EXERCISE INSTRUCTIONS
Reproduce every line of the material below verbatim, keeping its order and wording unchanged.

INPUT ROWS
-- Begin --
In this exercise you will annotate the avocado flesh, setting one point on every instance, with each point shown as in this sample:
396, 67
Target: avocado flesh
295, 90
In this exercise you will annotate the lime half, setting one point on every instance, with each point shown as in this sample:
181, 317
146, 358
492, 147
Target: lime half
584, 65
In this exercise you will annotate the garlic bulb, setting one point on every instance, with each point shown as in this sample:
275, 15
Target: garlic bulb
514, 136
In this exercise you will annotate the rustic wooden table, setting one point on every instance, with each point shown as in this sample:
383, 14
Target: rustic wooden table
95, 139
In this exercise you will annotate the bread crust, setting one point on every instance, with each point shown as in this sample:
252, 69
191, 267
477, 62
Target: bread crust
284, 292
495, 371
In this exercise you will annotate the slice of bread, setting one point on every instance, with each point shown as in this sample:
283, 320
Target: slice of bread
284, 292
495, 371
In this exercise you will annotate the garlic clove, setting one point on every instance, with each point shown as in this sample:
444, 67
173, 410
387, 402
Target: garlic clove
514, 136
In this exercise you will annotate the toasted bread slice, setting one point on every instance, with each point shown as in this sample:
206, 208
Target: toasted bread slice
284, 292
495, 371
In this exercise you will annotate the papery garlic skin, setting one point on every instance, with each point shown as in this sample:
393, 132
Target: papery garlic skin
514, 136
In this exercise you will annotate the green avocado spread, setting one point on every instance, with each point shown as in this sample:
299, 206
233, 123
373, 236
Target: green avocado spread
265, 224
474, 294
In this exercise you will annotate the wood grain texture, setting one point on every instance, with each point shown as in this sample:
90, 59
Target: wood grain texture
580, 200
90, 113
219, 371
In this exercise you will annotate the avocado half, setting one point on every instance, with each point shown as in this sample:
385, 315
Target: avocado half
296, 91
-- End --
EXPECTED OUTPUT
In this exercise you will annotate the avocado flesh, setting one point on every instance, with each point shown as in this sample:
396, 67
Target: avocado flesh
295, 90
In this exercise you will annotate the lime half, setting one point on every instance, with each point shown as in this sample:
181, 317
146, 358
492, 147
Target: lime half
584, 65
In this exercise you will annotate the garlic bulb, setting one point on every instance, with each point shown as in this sample:
275, 15
Target: garlic bulb
514, 136
In this exercise you will annotate the rustic wooden table, setting one point on every instance, with each point shown as in this sample:
383, 14
Target: rustic wooden table
95, 139
In this exercise you will annotate the bread crust, setting one point on every instance, with each point shown as in this sample:
252, 69
191, 267
477, 62
Target: bread crust
284, 292
495, 371
In this exercise you will annotate the slice of bread, setting one point on every instance, with each point shown as in this sample:
283, 320
Target: slice of bread
284, 292
495, 371
In this exercise you will annotate the garlic clove, setting one point on every instance, with each point shown as in this sample:
444, 67
173, 410
387, 402
Target: garlic clove
514, 136
In this exercise you will annotate the toasted bread slice, setting one point on every instance, with each point shown as in this sample:
206, 208
Target: toasted bread slice
284, 292
495, 371
In this exercise you will annotate the papery garlic skin, setting one point on every instance, with each point shown as in this sample:
393, 132
Target: papery garlic skin
514, 136
In this exercise you will annotate the green avocado spread, setting one point on every instance, with each point shown as in this sample:
299, 206
233, 123
373, 236
Target: green avocado spread
265, 224
474, 294
In this exercise you will annotate the wood grain texture, setting one point on every instance, with each point shown as in this sample:
90, 59
Target: wood grain texture
580, 200
90, 113
219, 371
In this exercise you will annotate the avocado half, setting one point on every instance, with each point shown as in this sample:
385, 315
Target: avocado half
296, 91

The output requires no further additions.